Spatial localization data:
▽
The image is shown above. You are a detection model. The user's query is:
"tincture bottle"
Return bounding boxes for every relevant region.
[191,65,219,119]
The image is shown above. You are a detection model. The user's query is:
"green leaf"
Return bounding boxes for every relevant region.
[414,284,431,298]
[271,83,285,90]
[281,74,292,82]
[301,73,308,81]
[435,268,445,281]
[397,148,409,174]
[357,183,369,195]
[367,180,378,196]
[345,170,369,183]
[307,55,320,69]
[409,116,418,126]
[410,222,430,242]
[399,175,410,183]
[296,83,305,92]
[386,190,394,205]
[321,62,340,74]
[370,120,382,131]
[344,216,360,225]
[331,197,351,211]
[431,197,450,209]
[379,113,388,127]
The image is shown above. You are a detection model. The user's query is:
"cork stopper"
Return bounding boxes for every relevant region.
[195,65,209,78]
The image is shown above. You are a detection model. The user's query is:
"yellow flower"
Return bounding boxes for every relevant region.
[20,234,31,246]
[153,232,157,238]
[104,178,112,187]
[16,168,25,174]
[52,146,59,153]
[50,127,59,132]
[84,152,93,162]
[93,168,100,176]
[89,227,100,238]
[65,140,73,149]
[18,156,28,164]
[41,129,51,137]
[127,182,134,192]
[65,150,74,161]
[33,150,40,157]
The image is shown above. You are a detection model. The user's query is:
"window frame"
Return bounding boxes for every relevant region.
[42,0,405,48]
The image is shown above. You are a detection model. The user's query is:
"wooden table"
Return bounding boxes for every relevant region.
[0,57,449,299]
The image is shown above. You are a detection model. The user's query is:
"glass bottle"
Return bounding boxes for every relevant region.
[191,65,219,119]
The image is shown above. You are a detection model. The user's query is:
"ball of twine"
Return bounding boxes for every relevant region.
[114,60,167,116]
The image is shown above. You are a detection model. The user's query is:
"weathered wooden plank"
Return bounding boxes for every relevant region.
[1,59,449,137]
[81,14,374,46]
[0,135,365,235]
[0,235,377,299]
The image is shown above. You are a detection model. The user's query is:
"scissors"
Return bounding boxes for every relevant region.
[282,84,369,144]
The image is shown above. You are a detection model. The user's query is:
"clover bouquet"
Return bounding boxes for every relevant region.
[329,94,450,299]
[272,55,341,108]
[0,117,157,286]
△
Try it: Send back every entry precisely as given.

Result for this task:
The image is shown above. You are a detection model. The user's query is:
"tincture bottle"
Return bounding boxes for every relevant region.
[191,65,219,119]
The image is shown above. You are a detection model. The user's query is:
"green leaf"
Return bounding boxes for every relevant region.
[414,284,431,298]
[271,83,285,90]
[281,74,292,82]
[301,73,308,81]
[435,268,445,281]
[397,148,409,174]
[357,183,369,195]
[367,180,378,196]
[345,170,369,183]
[307,55,320,69]
[409,116,418,126]
[410,222,430,242]
[399,175,410,183]
[296,83,305,92]
[386,190,394,205]
[321,62,340,74]
[370,120,382,131]
[344,216,360,225]
[331,197,351,211]
[431,197,450,209]
[379,113,388,127]
The image is shown above. You are a detection model. The user's query is:
"cork stopper"
Return bounding boxes for every relevant region.
[195,65,209,78]
The image is shown above. You are a detection model. The user's query is:
"yellow flower"
Return bounding boxes for every relevant region.
[20,234,31,246]
[153,232,157,238]
[104,178,112,187]
[16,168,25,174]
[52,146,59,153]
[50,127,59,132]
[84,152,93,162]
[93,168,100,176]
[89,227,100,238]
[65,140,73,149]
[18,156,28,164]
[41,129,51,137]
[127,182,134,192]
[65,150,74,161]
[33,150,40,157]
The image is shown above. You are a detection model. The user's query is:
"window frame"
Return bounding boxes for every relevant region.
[42,0,405,48]
The image is shown above. You are a detection model. The user's query is:
"wooden table"
Return bounding boxes for every relevant region.
[0,57,449,299]
The image is shown above. You are a detection model. The user's query is:
"glass bottle"
Return bounding boxes for every relevant region.
[191,65,219,119]
The image is shown above. You are a detection model. The user's query is:
"ball of twine"
Return bounding boxes for every relevant region.
[114,60,167,116]
The image is shown above. You are a detection model. The user's query is:
"weathered wooden plank"
Return bounding boxes for every relevant region.
[1,59,449,137]
[81,14,374,46]
[0,135,365,235]
[0,235,377,299]
The image is shown above. You are a detection model. The user's query is:
"scissors"
Return bounding boxes for every relevant region.
[282,84,369,144]
The image is shown above. You are a detection model. The user's query is:
"clover bouquet"
Return bounding boxes for every relevant region.
[329,94,450,299]
[272,55,341,108]
[0,117,157,286]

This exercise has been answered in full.